## WORK TO BE COMPLETED
Every line containing the word "dane" must be pulled from the records.

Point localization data

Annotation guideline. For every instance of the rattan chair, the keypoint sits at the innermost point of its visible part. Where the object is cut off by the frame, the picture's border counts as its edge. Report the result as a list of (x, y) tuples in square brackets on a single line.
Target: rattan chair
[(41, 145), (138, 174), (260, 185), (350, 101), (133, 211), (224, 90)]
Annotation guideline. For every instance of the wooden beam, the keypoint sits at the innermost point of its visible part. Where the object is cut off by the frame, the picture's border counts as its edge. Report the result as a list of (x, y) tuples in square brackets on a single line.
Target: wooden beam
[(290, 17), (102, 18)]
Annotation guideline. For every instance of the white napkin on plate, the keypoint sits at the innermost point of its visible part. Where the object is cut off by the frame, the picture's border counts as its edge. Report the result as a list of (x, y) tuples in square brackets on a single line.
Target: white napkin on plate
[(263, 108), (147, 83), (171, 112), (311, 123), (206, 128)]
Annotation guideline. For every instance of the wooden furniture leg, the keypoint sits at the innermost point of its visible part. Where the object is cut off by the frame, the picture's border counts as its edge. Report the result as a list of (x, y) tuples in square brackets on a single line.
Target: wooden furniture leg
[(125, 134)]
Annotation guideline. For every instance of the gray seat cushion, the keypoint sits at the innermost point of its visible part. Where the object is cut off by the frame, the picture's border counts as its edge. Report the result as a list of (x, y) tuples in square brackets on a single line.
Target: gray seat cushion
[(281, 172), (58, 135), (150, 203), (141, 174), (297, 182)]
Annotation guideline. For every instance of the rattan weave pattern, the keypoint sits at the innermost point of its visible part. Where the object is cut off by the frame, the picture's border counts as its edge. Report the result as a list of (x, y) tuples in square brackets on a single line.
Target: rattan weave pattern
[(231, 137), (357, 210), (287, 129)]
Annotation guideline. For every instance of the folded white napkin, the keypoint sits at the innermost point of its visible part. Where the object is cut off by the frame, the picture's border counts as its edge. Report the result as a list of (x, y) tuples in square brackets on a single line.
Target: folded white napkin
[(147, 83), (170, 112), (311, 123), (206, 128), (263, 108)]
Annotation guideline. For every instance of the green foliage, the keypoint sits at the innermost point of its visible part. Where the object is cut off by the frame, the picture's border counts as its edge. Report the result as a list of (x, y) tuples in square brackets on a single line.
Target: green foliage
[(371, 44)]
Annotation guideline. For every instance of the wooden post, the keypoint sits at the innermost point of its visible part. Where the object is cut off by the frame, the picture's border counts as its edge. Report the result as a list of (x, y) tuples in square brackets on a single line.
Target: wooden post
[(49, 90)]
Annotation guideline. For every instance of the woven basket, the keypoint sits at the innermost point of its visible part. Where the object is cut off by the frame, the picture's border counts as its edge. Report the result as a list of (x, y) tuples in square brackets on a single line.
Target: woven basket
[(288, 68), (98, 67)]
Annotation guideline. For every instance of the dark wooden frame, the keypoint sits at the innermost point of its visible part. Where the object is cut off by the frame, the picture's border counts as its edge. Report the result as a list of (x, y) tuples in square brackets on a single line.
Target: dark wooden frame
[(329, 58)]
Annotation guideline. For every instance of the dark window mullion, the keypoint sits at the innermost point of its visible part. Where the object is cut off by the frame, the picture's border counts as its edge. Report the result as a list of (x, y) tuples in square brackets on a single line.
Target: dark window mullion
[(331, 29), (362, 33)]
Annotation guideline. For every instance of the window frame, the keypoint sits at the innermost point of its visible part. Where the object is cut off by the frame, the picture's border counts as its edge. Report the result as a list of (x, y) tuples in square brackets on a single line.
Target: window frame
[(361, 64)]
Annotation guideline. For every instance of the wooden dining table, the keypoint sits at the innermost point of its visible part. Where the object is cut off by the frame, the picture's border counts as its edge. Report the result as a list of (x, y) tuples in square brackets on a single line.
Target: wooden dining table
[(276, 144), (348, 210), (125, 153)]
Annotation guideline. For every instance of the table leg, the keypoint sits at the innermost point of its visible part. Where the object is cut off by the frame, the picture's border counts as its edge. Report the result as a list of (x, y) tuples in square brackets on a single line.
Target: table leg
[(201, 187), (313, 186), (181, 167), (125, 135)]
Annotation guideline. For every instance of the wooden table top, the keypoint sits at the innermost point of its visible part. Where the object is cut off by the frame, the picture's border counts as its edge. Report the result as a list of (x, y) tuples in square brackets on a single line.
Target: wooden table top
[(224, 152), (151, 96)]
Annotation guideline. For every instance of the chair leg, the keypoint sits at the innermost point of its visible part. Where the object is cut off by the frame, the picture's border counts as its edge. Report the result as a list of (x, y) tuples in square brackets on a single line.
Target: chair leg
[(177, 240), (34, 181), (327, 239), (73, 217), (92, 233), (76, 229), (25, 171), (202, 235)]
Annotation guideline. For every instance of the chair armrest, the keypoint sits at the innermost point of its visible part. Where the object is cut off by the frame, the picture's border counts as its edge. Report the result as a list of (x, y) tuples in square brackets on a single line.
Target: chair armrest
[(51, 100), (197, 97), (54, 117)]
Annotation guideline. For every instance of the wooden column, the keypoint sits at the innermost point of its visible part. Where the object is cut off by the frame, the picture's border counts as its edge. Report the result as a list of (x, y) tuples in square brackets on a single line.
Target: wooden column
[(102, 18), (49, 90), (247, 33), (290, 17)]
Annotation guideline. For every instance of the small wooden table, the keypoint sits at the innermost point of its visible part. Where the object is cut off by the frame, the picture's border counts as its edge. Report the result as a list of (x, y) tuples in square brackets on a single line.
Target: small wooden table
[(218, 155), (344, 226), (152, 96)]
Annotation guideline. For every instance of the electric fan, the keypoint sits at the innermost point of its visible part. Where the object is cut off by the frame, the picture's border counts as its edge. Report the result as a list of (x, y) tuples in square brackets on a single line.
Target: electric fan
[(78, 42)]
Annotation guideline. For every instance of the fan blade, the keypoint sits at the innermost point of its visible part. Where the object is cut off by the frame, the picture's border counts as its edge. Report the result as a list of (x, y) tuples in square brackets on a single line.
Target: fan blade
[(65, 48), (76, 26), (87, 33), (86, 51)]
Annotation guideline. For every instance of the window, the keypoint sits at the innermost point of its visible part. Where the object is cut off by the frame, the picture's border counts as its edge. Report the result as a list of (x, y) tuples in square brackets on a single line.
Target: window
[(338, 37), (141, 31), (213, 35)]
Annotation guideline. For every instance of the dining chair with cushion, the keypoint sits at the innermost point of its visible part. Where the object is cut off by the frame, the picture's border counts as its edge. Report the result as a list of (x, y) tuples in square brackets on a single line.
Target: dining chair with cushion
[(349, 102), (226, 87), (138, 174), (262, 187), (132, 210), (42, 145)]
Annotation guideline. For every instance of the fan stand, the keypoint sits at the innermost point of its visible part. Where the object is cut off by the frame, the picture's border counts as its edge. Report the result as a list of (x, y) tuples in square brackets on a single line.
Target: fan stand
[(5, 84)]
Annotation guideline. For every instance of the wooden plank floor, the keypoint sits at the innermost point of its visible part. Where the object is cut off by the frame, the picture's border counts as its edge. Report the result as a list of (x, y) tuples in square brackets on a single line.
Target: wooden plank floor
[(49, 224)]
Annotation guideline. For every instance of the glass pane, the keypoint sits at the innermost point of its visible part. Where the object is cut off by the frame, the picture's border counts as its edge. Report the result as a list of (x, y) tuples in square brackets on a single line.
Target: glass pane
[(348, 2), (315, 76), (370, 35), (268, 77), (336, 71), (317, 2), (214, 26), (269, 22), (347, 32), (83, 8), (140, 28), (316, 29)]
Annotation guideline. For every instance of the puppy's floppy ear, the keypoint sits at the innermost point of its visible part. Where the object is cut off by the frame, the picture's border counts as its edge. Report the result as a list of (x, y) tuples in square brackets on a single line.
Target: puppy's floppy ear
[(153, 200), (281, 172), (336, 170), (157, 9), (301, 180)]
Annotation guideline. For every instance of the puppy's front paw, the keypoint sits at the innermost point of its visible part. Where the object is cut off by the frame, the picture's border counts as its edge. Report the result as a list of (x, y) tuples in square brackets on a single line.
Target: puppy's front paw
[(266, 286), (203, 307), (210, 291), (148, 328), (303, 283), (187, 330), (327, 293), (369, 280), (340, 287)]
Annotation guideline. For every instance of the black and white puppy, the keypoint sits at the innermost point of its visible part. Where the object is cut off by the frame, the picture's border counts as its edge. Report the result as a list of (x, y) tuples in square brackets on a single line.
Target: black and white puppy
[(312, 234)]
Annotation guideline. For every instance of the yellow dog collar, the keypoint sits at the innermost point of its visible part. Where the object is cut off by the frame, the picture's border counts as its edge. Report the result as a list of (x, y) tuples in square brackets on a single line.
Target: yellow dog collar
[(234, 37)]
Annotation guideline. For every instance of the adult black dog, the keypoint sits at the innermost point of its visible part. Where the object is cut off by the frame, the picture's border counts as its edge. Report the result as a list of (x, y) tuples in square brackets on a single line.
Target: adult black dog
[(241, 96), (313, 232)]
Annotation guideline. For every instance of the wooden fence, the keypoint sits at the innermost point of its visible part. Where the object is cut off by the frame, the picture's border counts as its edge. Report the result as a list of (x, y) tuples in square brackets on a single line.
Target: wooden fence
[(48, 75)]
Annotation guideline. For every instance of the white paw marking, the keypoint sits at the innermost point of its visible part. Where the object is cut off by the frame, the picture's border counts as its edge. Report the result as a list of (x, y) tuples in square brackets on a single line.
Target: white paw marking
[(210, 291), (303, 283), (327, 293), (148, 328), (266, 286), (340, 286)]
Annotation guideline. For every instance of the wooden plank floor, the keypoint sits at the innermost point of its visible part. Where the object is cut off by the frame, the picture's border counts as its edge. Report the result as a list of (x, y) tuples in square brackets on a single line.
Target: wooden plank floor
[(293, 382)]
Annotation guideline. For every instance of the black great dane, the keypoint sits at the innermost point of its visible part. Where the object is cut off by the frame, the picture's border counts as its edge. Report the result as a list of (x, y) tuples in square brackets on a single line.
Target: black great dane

## RESPONSE
Annotation guideline. For every instance of the black great dane, the keypoint sits at the innermost point of its visible part. Where the object is cut off by the frame, the picture's border counts as its edge. Report the result as a list of (x, y) tuples in square brackets on a single line.
Target: black great dane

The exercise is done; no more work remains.